Stored entries:
Segment Open

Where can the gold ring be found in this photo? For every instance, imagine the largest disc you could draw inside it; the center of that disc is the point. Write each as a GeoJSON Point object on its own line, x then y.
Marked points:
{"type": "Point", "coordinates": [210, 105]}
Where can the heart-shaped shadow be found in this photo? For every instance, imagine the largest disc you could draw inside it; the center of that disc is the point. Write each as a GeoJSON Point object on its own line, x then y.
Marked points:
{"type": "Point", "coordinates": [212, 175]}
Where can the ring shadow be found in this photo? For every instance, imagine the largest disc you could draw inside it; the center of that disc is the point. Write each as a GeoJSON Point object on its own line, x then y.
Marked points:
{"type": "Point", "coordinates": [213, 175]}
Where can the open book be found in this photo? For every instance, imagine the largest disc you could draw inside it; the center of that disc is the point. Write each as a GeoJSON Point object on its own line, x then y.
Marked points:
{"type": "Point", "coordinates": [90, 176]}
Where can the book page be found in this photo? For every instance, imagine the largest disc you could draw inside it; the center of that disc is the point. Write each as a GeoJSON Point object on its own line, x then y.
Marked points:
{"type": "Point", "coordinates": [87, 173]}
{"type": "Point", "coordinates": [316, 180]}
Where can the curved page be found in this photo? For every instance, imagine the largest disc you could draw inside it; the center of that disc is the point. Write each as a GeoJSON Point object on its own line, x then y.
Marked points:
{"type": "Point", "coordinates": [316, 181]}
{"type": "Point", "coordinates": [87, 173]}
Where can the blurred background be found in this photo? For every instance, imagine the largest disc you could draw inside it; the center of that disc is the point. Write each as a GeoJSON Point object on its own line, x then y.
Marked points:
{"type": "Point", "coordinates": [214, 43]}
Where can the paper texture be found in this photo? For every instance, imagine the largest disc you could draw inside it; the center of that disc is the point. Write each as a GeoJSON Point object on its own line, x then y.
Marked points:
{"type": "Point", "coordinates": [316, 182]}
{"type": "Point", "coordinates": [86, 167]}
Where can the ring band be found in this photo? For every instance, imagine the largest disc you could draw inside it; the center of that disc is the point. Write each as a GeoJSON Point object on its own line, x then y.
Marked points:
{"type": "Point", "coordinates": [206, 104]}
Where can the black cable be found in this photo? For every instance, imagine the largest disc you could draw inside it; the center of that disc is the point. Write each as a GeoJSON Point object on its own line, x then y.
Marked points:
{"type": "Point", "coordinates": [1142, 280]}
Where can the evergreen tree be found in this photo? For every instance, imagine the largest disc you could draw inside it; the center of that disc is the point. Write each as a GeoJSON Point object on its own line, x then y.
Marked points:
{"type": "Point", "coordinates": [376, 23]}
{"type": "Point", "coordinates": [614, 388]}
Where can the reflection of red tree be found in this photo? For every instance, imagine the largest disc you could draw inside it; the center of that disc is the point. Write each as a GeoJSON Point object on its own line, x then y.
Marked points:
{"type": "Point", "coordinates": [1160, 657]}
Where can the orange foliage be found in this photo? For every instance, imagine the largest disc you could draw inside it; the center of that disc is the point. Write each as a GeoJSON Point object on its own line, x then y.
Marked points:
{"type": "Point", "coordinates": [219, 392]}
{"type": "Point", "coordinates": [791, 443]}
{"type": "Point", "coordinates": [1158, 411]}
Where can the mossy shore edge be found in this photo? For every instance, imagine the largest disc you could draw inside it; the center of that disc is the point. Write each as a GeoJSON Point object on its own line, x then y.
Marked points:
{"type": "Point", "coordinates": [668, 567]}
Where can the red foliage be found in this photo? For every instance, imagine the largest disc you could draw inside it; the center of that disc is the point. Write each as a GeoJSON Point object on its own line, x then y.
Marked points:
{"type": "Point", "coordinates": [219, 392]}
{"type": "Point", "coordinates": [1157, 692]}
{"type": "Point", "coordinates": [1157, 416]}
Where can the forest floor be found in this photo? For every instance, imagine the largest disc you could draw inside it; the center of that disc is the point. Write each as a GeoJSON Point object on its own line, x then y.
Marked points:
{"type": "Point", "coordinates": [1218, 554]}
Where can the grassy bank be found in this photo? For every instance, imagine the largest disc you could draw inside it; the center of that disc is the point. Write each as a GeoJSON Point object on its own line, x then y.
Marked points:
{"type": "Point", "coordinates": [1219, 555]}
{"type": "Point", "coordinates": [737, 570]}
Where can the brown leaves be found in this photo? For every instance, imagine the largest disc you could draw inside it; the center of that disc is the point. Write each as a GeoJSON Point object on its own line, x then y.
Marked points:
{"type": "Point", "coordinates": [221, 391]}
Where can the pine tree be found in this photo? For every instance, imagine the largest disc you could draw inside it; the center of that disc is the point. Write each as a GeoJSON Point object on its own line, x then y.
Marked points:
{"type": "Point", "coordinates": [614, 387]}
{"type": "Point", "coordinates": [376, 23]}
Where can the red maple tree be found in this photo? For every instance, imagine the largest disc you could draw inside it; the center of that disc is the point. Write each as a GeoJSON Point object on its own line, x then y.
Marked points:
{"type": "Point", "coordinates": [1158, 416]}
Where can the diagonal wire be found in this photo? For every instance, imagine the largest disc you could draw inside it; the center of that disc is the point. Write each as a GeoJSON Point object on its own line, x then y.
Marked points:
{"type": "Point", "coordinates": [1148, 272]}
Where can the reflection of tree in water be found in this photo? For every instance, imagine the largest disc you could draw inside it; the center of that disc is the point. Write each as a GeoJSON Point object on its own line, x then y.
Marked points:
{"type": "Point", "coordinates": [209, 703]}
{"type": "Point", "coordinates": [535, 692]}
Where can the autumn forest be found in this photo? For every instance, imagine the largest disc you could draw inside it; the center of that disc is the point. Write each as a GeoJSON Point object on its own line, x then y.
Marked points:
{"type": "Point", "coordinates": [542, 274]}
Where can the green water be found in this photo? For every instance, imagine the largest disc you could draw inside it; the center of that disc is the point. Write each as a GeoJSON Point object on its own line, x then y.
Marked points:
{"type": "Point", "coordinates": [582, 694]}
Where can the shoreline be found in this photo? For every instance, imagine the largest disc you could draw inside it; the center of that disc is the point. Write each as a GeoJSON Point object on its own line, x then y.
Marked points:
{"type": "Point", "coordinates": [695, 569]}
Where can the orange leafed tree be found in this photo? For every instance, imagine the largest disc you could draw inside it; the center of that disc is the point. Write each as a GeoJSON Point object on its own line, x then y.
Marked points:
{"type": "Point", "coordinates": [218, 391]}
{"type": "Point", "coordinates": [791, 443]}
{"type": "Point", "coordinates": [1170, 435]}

Segment Closed

ASSIGNMENT: Copy each entry above exactly, leaving nothing out.

RESPONSE:
Where can the gold ring be found in this photo? For every instance, imagine the largest disc you could draw inside it; the center of that disc is the point. Write each as a GeoJSON Point object on its own line, x then y.
Marked points:
{"type": "Point", "coordinates": [210, 105]}
Where can the heart-shaped shadow be found in this photo? For every instance, imagine the largest disc you could draw inside it; the center of that disc is the point. Write each as a GeoJSON Point object on its own line, x then y.
Marked points:
{"type": "Point", "coordinates": [212, 175]}
Where can the ring shadow be found in this photo? For every instance, imagine the largest disc you could draw inside it; the center of that disc is the point. Write each as a GeoJSON Point object on its own line, x then y.
Marked points:
{"type": "Point", "coordinates": [213, 175]}
Where can the open book be found in this photo? For every instance, imagine the largest disc you could draw inside it; the center of that disc is the point. Write each as a GeoJSON Point object on its own line, x then y.
Marked points:
{"type": "Point", "coordinates": [90, 176]}
Where can the book page be found in this photo? For every instance, imagine the largest disc you could draw inside it; the center of that disc is the point. Write each as a GeoJSON Point object on its own line, x then y.
Marked points:
{"type": "Point", "coordinates": [87, 173]}
{"type": "Point", "coordinates": [316, 180]}
Where can the curved page be found in this photo? For every instance, imagine the largest disc you could draw inside it; the center of that disc is the point. Write each as a GeoJSON Point object on its own line, x then y.
Marked points:
{"type": "Point", "coordinates": [316, 181]}
{"type": "Point", "coordinates": [87, 173]}
Where can the blurred background be found in this photo? For every instance, imagine the largest disc you could draw inside it; the center of that disc is the point. Write each as a GeoJSON Point object on its own line, x then y.
Marked points:
{"type": "Point", "coordinates": [214, 43]}
Where can the paper texture be found in this photo? For every instance, imagine the largest disc you could draw inside it; the center of that disc is the point. Write each as a GeoJSON Point object on its own line, x then y.
Marked points:
{"type": "Point", "coordinates": [316, 182]}
{"type": "Point", "coordinates": [86, 167]}
Where can the ring band be found in this photo? For every instance, imagine the largest disc you could draw inside it; the center of that disc is the point. Write each as a GeoJSON Point object on its own line, x then y.
Marked points:
{"type": "Point", "coordinates": [206, 104]}
Where can the black cable be found in this photo? For every instance, imagine the largest disc you could draw inside it; the center of that disc is the point. Write each as a GeoJSON Point object on its own line, x then y.
Marked points:
{"type": "Point", "coordinates": [1142, 280]}
Where can the evergreen tree be found in this photo? For every instance, imagine the largest disc you could draw inside it; the center of that disc is the point. Write each as a GeoJSON Point object on its own line, x then y.
Marked points:
{"type": "Point", "coordinates": [376, 23]}
{"type": "Point", "coordinates": [614, 388]}
Where can the reflection of red tree be found in this photo? For every instance, imagine the largest disc you could draw inside it; the center of that disc is the point. Write each as a GeoJSON Point object on its own line, x then y.
Marked points:
{"type": "Point", "coordinates": [1160, 657]}
Where can the orange foliage be found in this photo? For every instance, imagine the largest disc you could draw inside it; the center of that disc is the point. Write each as a GeoJSON Point object on its own line, x then y.
Marked points:
{"type": "Point", "coordinates": [219, 392]}
{"type": "Point", "coordinates": [791, 443]}
{"type": "Point", "coordinates": [1158, 411]}
Where can the mossy shore edge be found in this photo? For every instance, imagine the largest disc you could draw inside it; the center of that disc is the point. Write each as a GeoJSON Point object on its own line, x then y.
Marked points:
{"type": "Point", "coordinates": [668, 567]}
Where can the red foliage be found in this photo? For every instance, imagine the largest disc you could draw inside it; the center of that disc is the point. Write each as a GeoJSON Point object on its own line, x then y.
Marked points:
{"type": "Point", "coordinates": [219, 392]}
{"type": "Point", "coordinates": [1157, 692]}
{"type": "Point", "coordinates": [1157, 416]}
Where can the forest floor be found in this photo? For every instance, imagine the largest disc you could draw inside it; the center of that disc is the point. Write each as a GeoJSON Point object on its own line, x then y.
Marked points:
{"type": "Point", "coordinates": [1218, 554]}
Where can the grassy bank be found in this photo? For every instance, imagine the largest disc you could draw inside it; the center of that disc is the point. Write each as a GeoJSON Point object on its own line, x then y.
Marked points:
{"type": "Point", "coordinates": [1219, 555]}
{"type": "Point", "coordinates": [737, 570]}
Where can the brown leaves be found in this photo? For every instance, imagine the largest disc you could draw inside it; the center of that disc is the point. Write each as a GeoJSON Point object on its own line, x then y.
Marked points:
{"type": "Point", "coordinates": [221, 391]}
Where can the pine tree be found in this photo? For every instance, imagine the largest disc you could draw inside it; the center of that disc is the point. Write each as a GeoJSON Point object on its own line, x then y.
Marked points:
{"type": "Point", "coordinates": [614, 387]}
{"type": "Point", "coordinates": [376, 23]}
Where can the red maple tree be found in this photo? For every instance, imagine the largest disc you could draw inside it; the center of that disc is the point. Write each as a GeoJSON Point object on its own line, x then y.
Marked points:
{"type": "Point", "coordinates": [1158, 416]}
Where can the diagonal wire be found in this photo? For every instance, imagine the largest disc you could draw inside it; the center of that disc is the point. Write each as a GeoJSON Point object on its own line, x then y.
Marked points:
{"type": "Point", "coordinates": [1148, 272]}
Where can the reflection of tree in water be found in this photo? For every instance, imagine the largest disc you could draw inside it; the center of that disc is the point. Write each as a GeoJSON Point object on its own line, x then y.
Marked points:
{"type": "Point", "coordinates": [209, 703]}
{"type": "Point", "coordinates": [535, 692]}
Where can the autumn forest be found in this photo? For every instance, imagine the largest disc you could draw inside it; the center of that disc is the point. Write each as a GeoJSON Point object on its own line, x then y.
Marked points:
{"type": "Point", "coordinates": [542, 274]}
Where can the green water be found in this photo? For every instance, imagine the largest disc you could draw inside it; the center of that disc is the point. Write each as a GeoJSON Point object on its own line, x then y.
Marked points:
{"type": "Point", "coordinates": [582, 694]}
Where can the shoreline be found in this photo? For every instance, imagine the largest disc you could draw inside it; the center of that disc is the point. Write each as a GeoJSON Point object on its own line, x then y.
Marked points:
{"type": "Point", "coordinates": [695, 569]}
Where can the orange leafed tree be found in this photo? For every instance, imagine the largest disc you could draw inside it; the center of that disc is the point. Write each as a GeoJSON Point object on its own line, x then y.
Marked points:
{"type": "Point", "coordinates": [218, 391]}
{"type": "Point", "coordinates": [791, 443]}
{"type": "Point", "coordinates": [1170, 435]}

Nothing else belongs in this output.